(Records from a data source)

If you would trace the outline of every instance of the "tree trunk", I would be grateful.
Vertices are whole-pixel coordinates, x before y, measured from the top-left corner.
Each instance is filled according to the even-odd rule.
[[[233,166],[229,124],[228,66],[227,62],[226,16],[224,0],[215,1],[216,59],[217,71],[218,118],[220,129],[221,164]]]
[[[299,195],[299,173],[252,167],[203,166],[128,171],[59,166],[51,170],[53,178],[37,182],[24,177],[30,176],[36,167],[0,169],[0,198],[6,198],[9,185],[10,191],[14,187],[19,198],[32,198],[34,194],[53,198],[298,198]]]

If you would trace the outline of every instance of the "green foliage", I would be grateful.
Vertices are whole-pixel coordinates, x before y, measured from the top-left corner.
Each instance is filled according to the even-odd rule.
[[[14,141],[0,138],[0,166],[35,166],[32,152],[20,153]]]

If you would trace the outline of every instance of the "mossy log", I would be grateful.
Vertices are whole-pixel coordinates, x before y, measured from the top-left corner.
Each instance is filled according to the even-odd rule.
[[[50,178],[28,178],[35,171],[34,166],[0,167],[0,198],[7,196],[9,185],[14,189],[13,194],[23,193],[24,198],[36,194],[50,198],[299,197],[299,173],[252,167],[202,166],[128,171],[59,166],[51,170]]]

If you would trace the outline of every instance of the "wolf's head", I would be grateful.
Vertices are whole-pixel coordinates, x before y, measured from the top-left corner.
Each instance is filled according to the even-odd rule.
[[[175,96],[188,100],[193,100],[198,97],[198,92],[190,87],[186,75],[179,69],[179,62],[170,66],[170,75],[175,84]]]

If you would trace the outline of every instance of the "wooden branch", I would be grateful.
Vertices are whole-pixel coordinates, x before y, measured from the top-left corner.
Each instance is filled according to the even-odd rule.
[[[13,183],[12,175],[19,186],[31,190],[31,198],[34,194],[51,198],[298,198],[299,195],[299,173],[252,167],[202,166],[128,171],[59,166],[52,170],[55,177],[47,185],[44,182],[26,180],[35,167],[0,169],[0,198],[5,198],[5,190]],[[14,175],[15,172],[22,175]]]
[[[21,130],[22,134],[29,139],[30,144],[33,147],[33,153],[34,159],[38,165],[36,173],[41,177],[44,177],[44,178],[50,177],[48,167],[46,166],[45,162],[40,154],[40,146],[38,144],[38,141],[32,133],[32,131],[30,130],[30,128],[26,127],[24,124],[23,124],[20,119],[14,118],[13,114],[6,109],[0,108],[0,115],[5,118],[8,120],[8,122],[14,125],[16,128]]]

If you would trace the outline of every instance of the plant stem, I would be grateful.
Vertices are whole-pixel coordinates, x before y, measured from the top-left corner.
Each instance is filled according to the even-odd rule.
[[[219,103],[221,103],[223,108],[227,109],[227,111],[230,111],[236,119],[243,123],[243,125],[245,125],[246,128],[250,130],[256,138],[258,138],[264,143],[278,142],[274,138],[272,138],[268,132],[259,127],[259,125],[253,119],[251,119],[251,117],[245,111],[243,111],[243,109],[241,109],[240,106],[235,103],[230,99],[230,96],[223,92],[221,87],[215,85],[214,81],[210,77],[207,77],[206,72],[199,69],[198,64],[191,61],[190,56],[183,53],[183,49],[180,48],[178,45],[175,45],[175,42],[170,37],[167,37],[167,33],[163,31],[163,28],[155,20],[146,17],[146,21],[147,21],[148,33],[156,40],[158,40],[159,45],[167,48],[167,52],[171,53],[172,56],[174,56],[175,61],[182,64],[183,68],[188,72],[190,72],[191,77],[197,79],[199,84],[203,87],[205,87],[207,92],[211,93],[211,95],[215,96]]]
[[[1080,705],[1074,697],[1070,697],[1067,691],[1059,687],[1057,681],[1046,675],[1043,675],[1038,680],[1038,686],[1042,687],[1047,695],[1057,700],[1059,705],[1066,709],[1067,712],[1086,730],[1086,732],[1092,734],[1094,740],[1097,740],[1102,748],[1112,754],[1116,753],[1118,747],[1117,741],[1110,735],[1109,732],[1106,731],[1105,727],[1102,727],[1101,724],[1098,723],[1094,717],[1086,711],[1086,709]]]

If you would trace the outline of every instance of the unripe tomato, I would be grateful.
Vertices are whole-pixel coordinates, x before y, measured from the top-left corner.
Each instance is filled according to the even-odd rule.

## Problem
Copy every line of the entries above word for word, leaving nothing out.

## Solution to this problem
If you would trace the outline of every instance of the "tree trunk", I would be grateful.
Vertices are whole-pixel coordinates, x before y, measured from the top-left corner.
Each instance is filled according to the even-odd rule.
[[[233,166],[229,124],[228,66],[227,62],[226,16],[224,0],[215,1],[216,59],[217,71],[218,118],[220,129],[221,164]]]
[[[299,195],[299,173],[252,167],[203,166],[128,171],[59,166],[51,170],[53,178],[37,182],[24,177],[30,176],[36,167],[0,169],[0,198],[6,198],[9,185],[10,191],[14,187],[19,198],[32,198],[34,194],[53,198],[298,198]]]

If you would trace the outline of every instance of the "green foliage", I would be grateful.
Vertices are whole-pixel coordinates, x before y, measured from the top-left corner.
Each instance is filled according to the even-odd rule.
[[[14,141],[0,138],[0,166],[35,166],[32,152],[20,153]]]

If you would trace the outline of every instance of the "mossy log", I would be grateful.
Vertices are whole-pixel coordinates, x before y, measured from the top-left corner.
Each instance is filled according to the even-odd rule.
[[[50,178],[28,178],[35,171],[34,166],[0,167],[0,198],[7,196],[9,185],[14,189],[13,194],[23,193],[24,198],[36,194],[50,198],[299,197],[299,173],[252,167],[202,166],[128,171],[59,166],[51,170]]]

If you would trace the outline of every instance of the "wolf's head", I would be grateful.
Vertices are whole-pixel coordinates, x before y, measured from the top-left corner.
Each instance is filled according to the even-odd rule.
[[[175,96],[188,100],[193,100],[198,97],[198,92],[190,87],[186,75],[179,69],[179,62],[170,66],[170,75],[175,84]]]

If you would trace the outline of every instance of the "wooden branch", I would be grateful.
Vertices are whole-pixel coordinates, x before y, measured from the top-left corner.
Each instance is filled according to the even-odd rule.
[[[13,183],[12,175],[19,186],[31,190],[31,198],[34,194],[51,198],[298,198],[299,195],[299,173],[252,167],[202,166],[128,171],[59,166],[52,170],[55,177],[47,185],[44,182],[26,180],[35,167],[0,169],[0,198],[5,198],[5,190]],[[14,175],[15,172],[22,175]]]
[[[21,130],[22,134],[29,139],[30,144],[33,147],[33,153],[34,159],[38,165],[36,173],[41,177],[44,177],[44,178],[50,177],[48,167],[46,166],[45,162],[40,154],[40,146],[38,144],[38,141],[32,133],[32,131],[30,130],[30,128],[26,127],[24,124],[23,124],[20,119],[14,118],[13,114],[6,109],[0,108],[0,115],[5,118],[8,120],[8,122],[14,125],[16,128]]]

If you would trace the outline of every instance of the plant stem, I would be grateful.
Vertices are whole-pixel coordinates, x before y, measured from the top-left corner.
Each instance is filled according to the even-odd rule.
[[[219,103],[221,103],[223,108],[227,109],[227,111],[230,111],[236,119],[243,123],[243,125],[245,125],[246,128],[250,130],[256,138],[258,138],[264,143],[278,142],[274,138],[272,138],[268,132],[259,127],[259,125],[253,119],[251,119],[251,117],[245,111],[243,111],[243,109],[241,109],[240,106],[235,103],[230,99],[230,96],[223,92],[221,87],[215,85],[214,81],[210,77],[207,77],[206,72],[199,69],[198,64],[191,61],[190,56],[183,53],[183,49],[180,48],[178,45],[175,45],[175,42],[170,37],[167,37],[167,33],[163,31],[163,28],[155,20],[146,17],[146,21],[147,21],[148,33],[156,40],[158,40],[159,45],[167,48],[167,52],[171,53],[172,56],[174,56],[175,61],[182,64],[183,68],[188,72],[190,72],[191,77],[197,79],[199,84],[203,87],[205,87],[207,92],[211,93],[211,95],[215,96]]]
[[[1080,705],[1074,697],[1070,697],[1067,691],[1059,687],[1057,681],[1046,675],[1043,675],[1038,680],[1038,686],[1042,687],[1047,695],[1057,700],[1059,705],[1066,709],[1067,712],[1086,730],[1086,732],[1092,734],[1094,740],[1097,740],[1102,748],[1112,754],[1116,753],[1118,747],[1117,741],[1110,735],[1109,732],[1106,731],[1105,727],[1102,727],[1101,724],[1098,723],[1094,717],[1086,711],[1086,709]]]

If you would trace the outline of every instance of the unripe tomato, I would be grateful.
Vertices are whole-pixel coordinates, x before y, measured from the top-left corner.
Each instance is filled according to the even-odd rule.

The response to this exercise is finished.